1856-1862 : Deux plantations limitrophes, Beauvais, du Français Anthony Levallois et la plantation de Bob Reid. Parmi les esclaves de Bob devenu veuf très tôt : Aurélia qui tient la grande maison et son fils muletier Rawls ; il a grandi dans l'ombre d'Emily Reid, fille unique du maître, au comportement un peu étrange. D'un propriétaire précédent, Rawls a gardé des pieds mutilés pour avoir à six ans dépassé les limites de la plantation ce qui en a fait, crime suprême, un fugitif. Lors d'une réunion de prières, il tombe amoureux de Nurse, plus éduquée et avec une réputation de guérisseuse ; Nurse appartient à un autre planteur. Rawls la rejoint clandestinement la nuit mais apprend le motif d'une absence prolongée : n'ayant pu sauver sa maîtresse après une grave chute de cheval, Nurse a été fouettée de nombreuses fois, puis enfermée dans la sordide prison pour esclaves près de Richmond en attente d'être vendue. Vouloir la rejoindre va faire de Rawls un vrai fugitif. Il est sauvé in extremis d'une mort atroce par Levallois qui le rachète. Il rachète aussi Nurse. Aucune bonté dans ces gestes, mais la mise en place d'un plan machiavélique.

════════

▸ Votre tâche
Relevez, dans l'ordre de leur première apparition, toutes les personnes désignées par leur nom dans l'extrait fourni, en citant chacune une seule fois sous sa forme la plus complète.

════════

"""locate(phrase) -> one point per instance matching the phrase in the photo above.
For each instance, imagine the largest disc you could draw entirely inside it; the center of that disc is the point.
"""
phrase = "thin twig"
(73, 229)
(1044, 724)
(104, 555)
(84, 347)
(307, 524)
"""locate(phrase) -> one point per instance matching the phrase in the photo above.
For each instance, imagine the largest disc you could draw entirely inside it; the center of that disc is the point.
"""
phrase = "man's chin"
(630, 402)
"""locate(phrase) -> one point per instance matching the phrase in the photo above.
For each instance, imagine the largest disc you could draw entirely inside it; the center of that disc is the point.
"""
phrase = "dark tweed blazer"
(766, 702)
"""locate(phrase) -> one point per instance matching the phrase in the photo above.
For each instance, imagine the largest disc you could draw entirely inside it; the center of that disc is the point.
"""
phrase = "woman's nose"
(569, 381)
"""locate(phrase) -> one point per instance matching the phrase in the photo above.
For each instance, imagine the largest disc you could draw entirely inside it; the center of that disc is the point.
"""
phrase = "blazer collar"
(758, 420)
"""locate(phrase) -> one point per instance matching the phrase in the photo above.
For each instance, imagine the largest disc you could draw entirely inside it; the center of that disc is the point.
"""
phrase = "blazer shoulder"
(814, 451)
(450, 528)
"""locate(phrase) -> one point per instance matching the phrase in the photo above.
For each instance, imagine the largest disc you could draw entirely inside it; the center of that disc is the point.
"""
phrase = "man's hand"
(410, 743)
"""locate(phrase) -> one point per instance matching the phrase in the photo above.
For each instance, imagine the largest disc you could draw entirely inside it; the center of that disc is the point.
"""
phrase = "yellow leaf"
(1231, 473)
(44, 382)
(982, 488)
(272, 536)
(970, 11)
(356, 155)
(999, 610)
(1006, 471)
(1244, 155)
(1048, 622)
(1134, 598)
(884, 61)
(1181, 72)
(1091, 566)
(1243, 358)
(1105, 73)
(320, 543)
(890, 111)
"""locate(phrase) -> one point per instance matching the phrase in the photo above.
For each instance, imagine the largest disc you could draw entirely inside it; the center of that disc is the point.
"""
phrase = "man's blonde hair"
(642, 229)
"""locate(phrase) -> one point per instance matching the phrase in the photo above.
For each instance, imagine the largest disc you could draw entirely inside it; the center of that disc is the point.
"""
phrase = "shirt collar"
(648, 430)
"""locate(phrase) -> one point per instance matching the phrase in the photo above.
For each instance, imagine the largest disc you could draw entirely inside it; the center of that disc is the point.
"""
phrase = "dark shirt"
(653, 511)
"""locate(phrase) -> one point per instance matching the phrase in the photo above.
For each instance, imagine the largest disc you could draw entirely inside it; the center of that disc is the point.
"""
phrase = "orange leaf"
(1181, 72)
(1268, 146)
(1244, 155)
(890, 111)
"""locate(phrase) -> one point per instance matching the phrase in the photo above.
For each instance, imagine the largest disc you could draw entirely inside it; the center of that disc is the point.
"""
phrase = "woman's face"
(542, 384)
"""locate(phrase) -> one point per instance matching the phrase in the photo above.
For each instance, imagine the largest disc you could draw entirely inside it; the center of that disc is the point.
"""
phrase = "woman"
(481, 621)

════════

▸ Résultat attendu
Anthony Levallois, Bob Reid, Aurélia, Rawls, Emily Reid, Nurse